* Extract provided
## BEGIN

For an upfront investment on my part, I put faith in the farm who supplies J  and I with good, clean and fair produce and eggs we’ll eat for about twenty weeks throughout the growing season here in King County.  They partner with like-minded farms east of the mountains to include stone fruits like apricots, cherries and peaches in some weekly shares.  Farmers helping farmers is a great idea that I like to support…but I sure wish avocados and coffee grew here.

CSA Box 10

Today, it’s 92 degrees in Seattle, a city where most homes and businesses do not have air conditioning.  I drove over to the Ballard Farmers Market to pick up my tenth CSA box while Jason brought in the window unit we’ve been hauling around since living in New York City (Brooklyn).  Cassius, who wears gorgeous, plush fur coat despite the weather, spends hot days laying on his side looking confused, getting up for a drink water, and laying back down again.  Even though we might not need the window unit for very long, it’s worth not having to worry about his comfort and health or ours. (This is a reminder to check in with elderly neighbors or families with limited means- bring cooling foods and water, and if you can, open your home or provide transportation to temporary safe shelter so they don’t have to suffer in this heat- thank you.)

Ballard Farmers Market was crowded but I noticed fewer kids and dogs this week.  I stopped by Alvarez Farm and handed them a pint of pickled jalapenos that I made last week from the half case of chiles I bought from them.  I also handed a pint to Clayton at Growing Washington just for making the drive to Seattle on a hot day.  To my surprise, he handed me two pints of Sungold cherry tomatoes in return!

## END

* Aim 1
Translate this sentence from the CSA box post into Spanish: "Ballard Farmers Market was crowded but I noticed fewer kids and dogs this week."

* Entries from a pointing dataset
## BEGIN

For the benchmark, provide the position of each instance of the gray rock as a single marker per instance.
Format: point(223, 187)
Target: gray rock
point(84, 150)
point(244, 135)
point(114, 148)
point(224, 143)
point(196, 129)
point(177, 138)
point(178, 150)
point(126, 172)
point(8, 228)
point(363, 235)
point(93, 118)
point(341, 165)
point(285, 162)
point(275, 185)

## END

* Aim 2
Count the lines of the listing that contain the string "gray", and reply with the number alone.

* Task output 1
El Ballard Farmers Market estaba lleno de gente, pero noté menos niños y perros esta semana.

* Task output 2
2